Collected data

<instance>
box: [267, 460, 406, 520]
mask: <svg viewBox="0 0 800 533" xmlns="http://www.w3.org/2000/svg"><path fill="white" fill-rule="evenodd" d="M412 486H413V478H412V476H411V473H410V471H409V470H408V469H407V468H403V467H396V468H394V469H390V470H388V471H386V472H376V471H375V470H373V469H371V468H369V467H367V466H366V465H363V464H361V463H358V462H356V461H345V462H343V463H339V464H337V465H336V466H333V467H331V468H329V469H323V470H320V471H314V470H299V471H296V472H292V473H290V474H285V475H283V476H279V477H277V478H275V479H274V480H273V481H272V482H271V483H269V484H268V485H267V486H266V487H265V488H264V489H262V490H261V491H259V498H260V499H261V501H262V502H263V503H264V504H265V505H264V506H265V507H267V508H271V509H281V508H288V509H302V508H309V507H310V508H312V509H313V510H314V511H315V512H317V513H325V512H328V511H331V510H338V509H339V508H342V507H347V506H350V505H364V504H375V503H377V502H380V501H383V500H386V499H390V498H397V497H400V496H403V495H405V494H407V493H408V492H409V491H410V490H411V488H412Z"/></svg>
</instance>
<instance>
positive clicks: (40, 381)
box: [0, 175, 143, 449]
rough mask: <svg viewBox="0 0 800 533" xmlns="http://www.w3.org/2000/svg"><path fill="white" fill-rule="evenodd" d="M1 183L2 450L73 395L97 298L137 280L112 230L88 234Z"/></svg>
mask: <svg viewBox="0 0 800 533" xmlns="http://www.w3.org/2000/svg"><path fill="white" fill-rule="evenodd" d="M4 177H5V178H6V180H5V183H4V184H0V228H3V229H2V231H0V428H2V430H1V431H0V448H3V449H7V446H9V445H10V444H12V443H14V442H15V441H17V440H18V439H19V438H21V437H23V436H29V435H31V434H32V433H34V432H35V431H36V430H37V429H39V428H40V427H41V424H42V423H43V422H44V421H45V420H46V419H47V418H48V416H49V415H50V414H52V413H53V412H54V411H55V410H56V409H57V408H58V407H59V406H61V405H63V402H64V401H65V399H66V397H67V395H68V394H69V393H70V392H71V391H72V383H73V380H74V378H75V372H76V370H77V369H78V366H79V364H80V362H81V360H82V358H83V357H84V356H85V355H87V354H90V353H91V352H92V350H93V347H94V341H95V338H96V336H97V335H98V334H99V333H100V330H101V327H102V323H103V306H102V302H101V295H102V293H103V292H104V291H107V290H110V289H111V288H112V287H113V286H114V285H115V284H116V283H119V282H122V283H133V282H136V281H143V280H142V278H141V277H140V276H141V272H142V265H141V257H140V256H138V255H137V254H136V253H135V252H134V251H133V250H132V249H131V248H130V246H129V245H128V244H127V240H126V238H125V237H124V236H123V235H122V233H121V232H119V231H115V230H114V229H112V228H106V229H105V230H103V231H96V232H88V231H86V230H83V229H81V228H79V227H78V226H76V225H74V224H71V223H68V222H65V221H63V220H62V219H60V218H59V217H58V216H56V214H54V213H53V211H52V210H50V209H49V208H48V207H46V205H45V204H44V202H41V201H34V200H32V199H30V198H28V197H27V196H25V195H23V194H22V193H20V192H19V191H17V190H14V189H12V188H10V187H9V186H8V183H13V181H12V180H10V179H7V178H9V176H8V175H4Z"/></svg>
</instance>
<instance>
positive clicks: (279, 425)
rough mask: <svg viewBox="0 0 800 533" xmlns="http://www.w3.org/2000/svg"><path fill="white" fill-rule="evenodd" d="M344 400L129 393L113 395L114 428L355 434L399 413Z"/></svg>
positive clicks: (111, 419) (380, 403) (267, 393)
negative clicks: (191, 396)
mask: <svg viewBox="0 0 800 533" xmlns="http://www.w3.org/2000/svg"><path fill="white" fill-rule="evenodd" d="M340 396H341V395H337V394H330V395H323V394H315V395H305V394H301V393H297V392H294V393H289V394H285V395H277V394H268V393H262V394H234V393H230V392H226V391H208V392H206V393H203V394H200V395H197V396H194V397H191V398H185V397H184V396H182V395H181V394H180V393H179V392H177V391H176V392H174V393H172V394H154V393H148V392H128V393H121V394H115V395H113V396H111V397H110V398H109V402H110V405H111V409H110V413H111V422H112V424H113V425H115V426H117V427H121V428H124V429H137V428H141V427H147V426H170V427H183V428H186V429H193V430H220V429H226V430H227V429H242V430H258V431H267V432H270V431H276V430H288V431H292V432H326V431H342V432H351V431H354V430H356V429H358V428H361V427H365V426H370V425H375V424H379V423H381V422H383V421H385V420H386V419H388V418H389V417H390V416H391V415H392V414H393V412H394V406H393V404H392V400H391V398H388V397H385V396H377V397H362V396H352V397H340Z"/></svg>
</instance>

**Required work:** Search the data for "positive". Copy every matching line.

**Your solution:**
positive clicks: (40, 381)
positive clicks: (279, 425)
positive clicks: (111, 419) (380, 403) (267, 393)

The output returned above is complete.